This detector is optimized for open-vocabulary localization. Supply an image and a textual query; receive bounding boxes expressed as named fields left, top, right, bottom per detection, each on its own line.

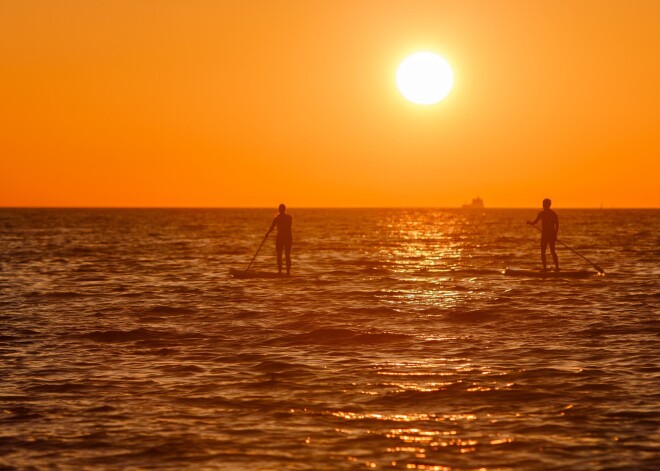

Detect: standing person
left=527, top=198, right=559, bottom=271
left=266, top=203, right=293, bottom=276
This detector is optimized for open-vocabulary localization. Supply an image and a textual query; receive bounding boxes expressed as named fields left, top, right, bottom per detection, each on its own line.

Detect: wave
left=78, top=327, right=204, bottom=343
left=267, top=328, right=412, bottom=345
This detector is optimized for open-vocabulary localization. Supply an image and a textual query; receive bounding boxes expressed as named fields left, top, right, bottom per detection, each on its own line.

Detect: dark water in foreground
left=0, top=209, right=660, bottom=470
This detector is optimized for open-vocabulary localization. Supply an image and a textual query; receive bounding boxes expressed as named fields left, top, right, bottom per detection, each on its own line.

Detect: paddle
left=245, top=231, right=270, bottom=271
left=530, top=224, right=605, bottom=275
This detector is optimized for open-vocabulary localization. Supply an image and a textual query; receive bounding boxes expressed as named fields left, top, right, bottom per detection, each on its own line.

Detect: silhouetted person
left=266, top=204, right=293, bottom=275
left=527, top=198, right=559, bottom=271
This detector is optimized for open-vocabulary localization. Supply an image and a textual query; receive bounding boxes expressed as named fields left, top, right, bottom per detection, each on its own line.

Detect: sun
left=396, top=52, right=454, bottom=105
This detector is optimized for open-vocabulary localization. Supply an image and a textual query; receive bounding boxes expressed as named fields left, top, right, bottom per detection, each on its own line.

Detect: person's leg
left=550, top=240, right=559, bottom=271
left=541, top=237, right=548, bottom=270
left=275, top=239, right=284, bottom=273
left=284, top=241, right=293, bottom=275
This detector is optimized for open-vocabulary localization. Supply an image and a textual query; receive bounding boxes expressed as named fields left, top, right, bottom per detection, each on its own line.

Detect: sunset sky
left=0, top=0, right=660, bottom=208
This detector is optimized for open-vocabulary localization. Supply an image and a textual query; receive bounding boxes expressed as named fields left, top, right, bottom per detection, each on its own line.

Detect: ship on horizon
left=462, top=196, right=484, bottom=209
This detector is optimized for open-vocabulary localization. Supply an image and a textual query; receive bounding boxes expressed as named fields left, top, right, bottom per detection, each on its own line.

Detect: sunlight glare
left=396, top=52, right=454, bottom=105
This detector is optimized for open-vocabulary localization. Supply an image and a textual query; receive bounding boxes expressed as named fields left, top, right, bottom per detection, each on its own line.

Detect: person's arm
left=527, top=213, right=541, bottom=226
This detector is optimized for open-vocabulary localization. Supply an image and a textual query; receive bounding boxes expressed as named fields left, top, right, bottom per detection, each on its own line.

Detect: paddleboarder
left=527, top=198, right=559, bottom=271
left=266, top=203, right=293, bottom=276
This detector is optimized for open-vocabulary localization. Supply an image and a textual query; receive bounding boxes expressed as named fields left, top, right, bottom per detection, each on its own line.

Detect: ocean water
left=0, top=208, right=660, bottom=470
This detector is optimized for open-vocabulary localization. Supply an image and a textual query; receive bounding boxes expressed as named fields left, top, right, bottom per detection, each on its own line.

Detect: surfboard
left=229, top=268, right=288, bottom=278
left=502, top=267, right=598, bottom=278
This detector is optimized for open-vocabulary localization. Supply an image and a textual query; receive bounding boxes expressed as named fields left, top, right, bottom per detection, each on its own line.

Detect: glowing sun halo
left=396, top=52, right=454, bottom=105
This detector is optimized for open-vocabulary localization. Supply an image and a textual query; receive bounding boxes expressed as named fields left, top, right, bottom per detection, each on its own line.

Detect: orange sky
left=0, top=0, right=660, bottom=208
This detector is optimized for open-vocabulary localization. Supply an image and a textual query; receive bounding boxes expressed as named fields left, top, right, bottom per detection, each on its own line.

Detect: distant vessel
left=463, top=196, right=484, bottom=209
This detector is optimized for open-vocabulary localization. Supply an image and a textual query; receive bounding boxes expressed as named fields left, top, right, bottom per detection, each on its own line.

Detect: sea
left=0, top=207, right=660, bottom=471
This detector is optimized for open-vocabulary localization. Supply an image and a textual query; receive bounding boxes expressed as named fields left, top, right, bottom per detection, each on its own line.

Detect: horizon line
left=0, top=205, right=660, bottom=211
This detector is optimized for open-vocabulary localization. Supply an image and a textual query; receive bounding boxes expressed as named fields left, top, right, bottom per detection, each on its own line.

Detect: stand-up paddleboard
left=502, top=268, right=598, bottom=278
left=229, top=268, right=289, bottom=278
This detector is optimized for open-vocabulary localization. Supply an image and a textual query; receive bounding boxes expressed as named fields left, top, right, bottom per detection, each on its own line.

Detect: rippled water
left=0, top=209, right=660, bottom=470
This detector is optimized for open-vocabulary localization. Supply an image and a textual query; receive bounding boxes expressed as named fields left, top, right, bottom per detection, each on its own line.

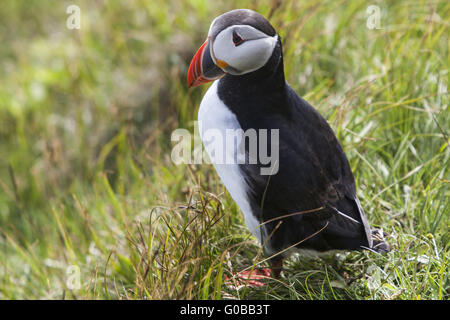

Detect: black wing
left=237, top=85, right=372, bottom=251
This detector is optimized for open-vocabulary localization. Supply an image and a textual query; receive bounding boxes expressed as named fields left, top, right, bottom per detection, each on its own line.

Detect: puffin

TASK DETAILS
How many lines in the rows above contain the word "water"? Reply with the number alone.

SOLUTION TO THIS EXERCISE
3